## [Teks Sumber]
********
Hukum Asuransi
3 Oktober 2013
Asuransi
merupakan suatu perjanjian yang mana memiliki perbedaan dari perjanjian pada
umumnya. Berikut akan dipaparkan mengenai perjanjian asuransi (ringkasan BAB 2
Buku Ajar Hukum Asuransi : Perjanjian Asuransi) :
1.
Para
Pihak dan Penerapannya dalam Sistem Asuransi
Penanggung :
Perusahaan
asurnasi yang beroperasi berdasarkan izin usaha dari Pemerintah atau dibentuk
oleh suatu Peraturan Perundang-Undangan.
Penaggung
menjalankan 5 aktifitas yakni : (1) produksi (production), (2) underwriting,
(3) penentuan tarif (rate making), (4)
pemeriksaan klaim (loss settlement), dan
(5) pembayaran klaim (finance)
Tertanggung :
Pribadi kodrati
atau pribadi hukum. Tertanggung dapat mengasuransikan dirinya sendiri atau
mengassuransikan orang lain jika memiliki kepentingan finansial yang sah dengan
orang lain tersebut, misalnya : orang tua dapat mengasuransikan anaknya.
Tertanggung yang wajib membayar premi dan berhak mengajukan klaim adalah yang
di dalam Polis disebut sebagai Pemegang Polis.
2.
********
## [Tugas]
Menurut teks hukum asuransi, apa saja lima aktivitas yang dijalankan penanggung? Catatan di bawah ini adalah bahan tersendiri yang terpisah dari teks hukum asuransi.

## [Kutipan Data]
********
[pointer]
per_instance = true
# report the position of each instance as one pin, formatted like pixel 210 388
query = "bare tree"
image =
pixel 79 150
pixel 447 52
********
## [Jawaban]
Produksi, underwriting, penentuan tarif, pemeriksaan klaim, dan pembayaran klaim.